Give the lines of the records as a numbered list, starting at the line containing "trace thin branch" and ending at the line containing "105], [57, 124]]]", with blank lines left out.

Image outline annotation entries
────────

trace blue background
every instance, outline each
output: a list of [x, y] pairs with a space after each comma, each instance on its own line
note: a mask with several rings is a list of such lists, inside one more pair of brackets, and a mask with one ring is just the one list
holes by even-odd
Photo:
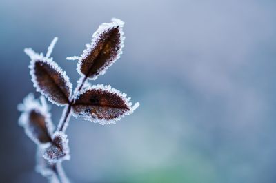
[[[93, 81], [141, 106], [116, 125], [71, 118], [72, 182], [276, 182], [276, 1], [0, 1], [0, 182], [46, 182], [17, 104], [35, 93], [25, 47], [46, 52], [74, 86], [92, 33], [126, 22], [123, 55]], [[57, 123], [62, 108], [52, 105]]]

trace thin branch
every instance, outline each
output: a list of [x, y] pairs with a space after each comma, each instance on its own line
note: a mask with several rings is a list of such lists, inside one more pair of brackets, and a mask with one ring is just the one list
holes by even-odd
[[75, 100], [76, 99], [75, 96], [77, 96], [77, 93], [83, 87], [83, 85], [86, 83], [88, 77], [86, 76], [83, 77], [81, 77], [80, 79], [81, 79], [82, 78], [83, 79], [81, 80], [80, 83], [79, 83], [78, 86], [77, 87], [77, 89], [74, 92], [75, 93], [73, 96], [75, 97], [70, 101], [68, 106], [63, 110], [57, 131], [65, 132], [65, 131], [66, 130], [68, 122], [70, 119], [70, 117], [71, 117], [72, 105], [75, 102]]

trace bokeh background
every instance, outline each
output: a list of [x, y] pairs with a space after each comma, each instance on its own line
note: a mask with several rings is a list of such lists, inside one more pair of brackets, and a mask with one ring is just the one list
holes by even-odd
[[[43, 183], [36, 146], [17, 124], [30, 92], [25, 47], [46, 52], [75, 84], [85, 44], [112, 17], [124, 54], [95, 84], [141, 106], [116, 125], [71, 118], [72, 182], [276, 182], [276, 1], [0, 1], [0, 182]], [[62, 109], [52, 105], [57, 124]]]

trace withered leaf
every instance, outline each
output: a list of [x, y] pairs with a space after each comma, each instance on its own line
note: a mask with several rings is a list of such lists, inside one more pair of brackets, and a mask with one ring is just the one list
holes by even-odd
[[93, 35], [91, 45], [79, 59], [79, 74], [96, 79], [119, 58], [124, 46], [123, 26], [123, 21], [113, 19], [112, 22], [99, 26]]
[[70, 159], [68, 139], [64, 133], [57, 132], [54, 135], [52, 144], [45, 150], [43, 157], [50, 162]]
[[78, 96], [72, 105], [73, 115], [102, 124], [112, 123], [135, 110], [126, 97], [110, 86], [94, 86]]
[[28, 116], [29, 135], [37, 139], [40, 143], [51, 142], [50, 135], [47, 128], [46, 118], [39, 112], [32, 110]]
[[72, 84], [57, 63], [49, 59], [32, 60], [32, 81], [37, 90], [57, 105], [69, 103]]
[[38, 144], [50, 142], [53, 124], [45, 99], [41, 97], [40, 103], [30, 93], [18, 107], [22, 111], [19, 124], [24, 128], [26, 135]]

────────

● **ANSWER FOR THE TASK**:
1. trace thin branch
2. every instance, outline each
3. output: a list of [x, y] pairs with a space after each comma, each instance on its own line
4. note: a mask with several rings is a list of such lists, inside one more pair of brackets, and a mask with one ring is just the one list
5. holes by even-odd
6. [[75, 100], [76, 99], [75, 96], [77, 96], [77, 93], [83, 87], [83, 85], [86, 83], [88, 77], [86, 76], [83, 77], [81, 77], [80, 79], [81, 79], [82, 78], [83, 79], [81, 80], [80, 83], [79, 83], [78, 86], [77, 87], [77, 89], [74, 92], [75, 93], [73, 96], [75, 97], [70, 101], [68, 106], [63, 110], [57, 131], [65, 132], [65, 131], [66, 130], [68, 122], [70, 119], [70, 117], [71, 117], [72, 105], [75, 102]]
7. trace bokeh background
8. every instance, outline each
9. output: a list of [x, y] pairs with a space after each comma, each instance on its own line
10. note: a mask with several rings is a list of such lists, inside one more pair of brackets, and a mask with one ring is just the one list
11. holes by even-odd
12. [[[43, 183], [36, 146], [17, 124], [30, 92], [25, 47], [46, 52], [75, 84], [85, 44], [112, 17], [124, 54], [95, 84], [141, 106], [116, 125], [71, 118], [72, 182], [276, 182], [276, 1], [0, 1], [0, 182]], [[62, 109], [52, 105], [57, 124]]]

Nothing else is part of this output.